__EXERCISE OBJECTIVE__:
Please decide whether each statement below, (a) the cult of Dionysus was historically linked at times with frenzied, destructive and orgiastic fury, (b) the excerpt calls the transformation of poison into medicine the lowest form of alchemy, and (c) the patristic doctrine holds that the body was created to hasten the fall of souls, agrees with the excerpt. Answer yes or no for each and quote the deciding words of the excerpt exactly.
(Beginning of GIVEN TEXT)
The act may also be directed against oneself, as in certain varieties of “initiatiatory death“: to do violence to life in oneself, in evoking something elemental. Thus, the path that in some forms of tantric yoga is opened to kundalini is called the one in which “blazes the fire of death.” The tragic act of the sacrificer is here internalized and becomes the practice through which organic life at its root is deprived of all support, suspended and dragged beyond itself on the “Royal Path“ of the so-called sushumna, “devourer of time.“
It is well known that historically, the cult of Dionysus was sometimes associated with forms of frenzied, destructive and orgiastic fury, as in the classic type of the bacchante (Dionysus = Bacchus), the maenad, and the corybant. But here it is difficult to separate what actually belongs to the field of experiences mentioned above, on the one hand, from, on the other, mere phenomena of possession, especially when we are not dealing with institutionalized forms connected with a tradition. However, we must always remember that we are concerned with the “Left-Hand Path,” which runs along the edge of the abyss, and, as stated in some texts, resembles walking on a the edge of a sword. The presupposition, both of these practices and in the sovereign vision of life, is the knowledge of the mystery of the transformation of poison into medicine, which constitutes the highest form of alchemy.
1. In this context we could recall Henri Bergson’s theory, which explains space precisely as “the undoing of a gesture,” in a process that is the reverse of that through which multiple elements in an élan are gathered and fused together in a qualitative simplicity.
2. To this one could associate the deepest sense of the patristic doctrine, according to which the body, the material vehicle, was created at the moment of the “fall” in order to prevent the further fall of souls (see, eg., Origen, De princip., I, 7, 5). Apollo is such a prudent god. Also think of a paralysis due to a fright: it is like a retreat, a backwards leap of the ego, through which what was dominated and understood organically as a living and pulsating body becomes an inert, rigid, alien thing. The objective world is our paralyzed “great body” — frozen or fixed by the condition of the limit, through fear.
3. Cf. C. Michelstaedter, Persuasion and Rhetoric, Part II and passim.
(End of GIVEN TEXT)
(Beginning of RECORDS)
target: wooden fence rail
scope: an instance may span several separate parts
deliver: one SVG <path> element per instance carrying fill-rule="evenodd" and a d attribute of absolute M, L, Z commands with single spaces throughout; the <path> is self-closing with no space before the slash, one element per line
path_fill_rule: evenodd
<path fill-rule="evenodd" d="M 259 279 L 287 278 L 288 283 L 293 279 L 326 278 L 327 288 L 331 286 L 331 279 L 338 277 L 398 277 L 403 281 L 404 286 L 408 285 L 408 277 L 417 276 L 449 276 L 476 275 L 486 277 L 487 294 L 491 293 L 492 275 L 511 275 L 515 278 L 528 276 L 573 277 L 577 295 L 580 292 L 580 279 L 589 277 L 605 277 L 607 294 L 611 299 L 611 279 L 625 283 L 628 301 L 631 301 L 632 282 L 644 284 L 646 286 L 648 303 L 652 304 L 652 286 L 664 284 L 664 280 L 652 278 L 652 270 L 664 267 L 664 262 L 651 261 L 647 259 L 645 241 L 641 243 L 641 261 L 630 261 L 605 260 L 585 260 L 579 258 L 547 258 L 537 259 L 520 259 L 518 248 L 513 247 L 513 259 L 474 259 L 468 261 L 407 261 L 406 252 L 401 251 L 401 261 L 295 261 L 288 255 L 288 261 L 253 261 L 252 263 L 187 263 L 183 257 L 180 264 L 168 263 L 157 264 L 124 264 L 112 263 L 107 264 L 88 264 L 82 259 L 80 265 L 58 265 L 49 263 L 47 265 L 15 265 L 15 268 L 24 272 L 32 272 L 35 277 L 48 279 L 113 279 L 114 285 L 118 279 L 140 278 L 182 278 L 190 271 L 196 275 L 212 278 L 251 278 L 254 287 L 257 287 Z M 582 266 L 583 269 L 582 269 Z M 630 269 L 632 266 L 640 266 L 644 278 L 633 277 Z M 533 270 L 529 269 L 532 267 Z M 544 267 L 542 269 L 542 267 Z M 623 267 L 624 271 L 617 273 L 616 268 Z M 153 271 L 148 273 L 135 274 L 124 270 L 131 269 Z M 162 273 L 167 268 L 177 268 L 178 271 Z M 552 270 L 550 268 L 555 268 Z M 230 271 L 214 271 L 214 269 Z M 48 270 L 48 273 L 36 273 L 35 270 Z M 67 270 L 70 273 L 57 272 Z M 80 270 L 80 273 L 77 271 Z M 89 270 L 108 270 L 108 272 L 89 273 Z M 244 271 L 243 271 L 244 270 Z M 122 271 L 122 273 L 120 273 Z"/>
(End of RECORDS)
__OUTPUT__:
(a) Yes: "the cult of Dionysus was sometimes associated with forms of frenzied, destructive and orgiastic fury"
(b) No: "the transformation of poison into medicine, which constitutes the highest form of alchemy"
(c) No: "in order to prevent the further fall of souls"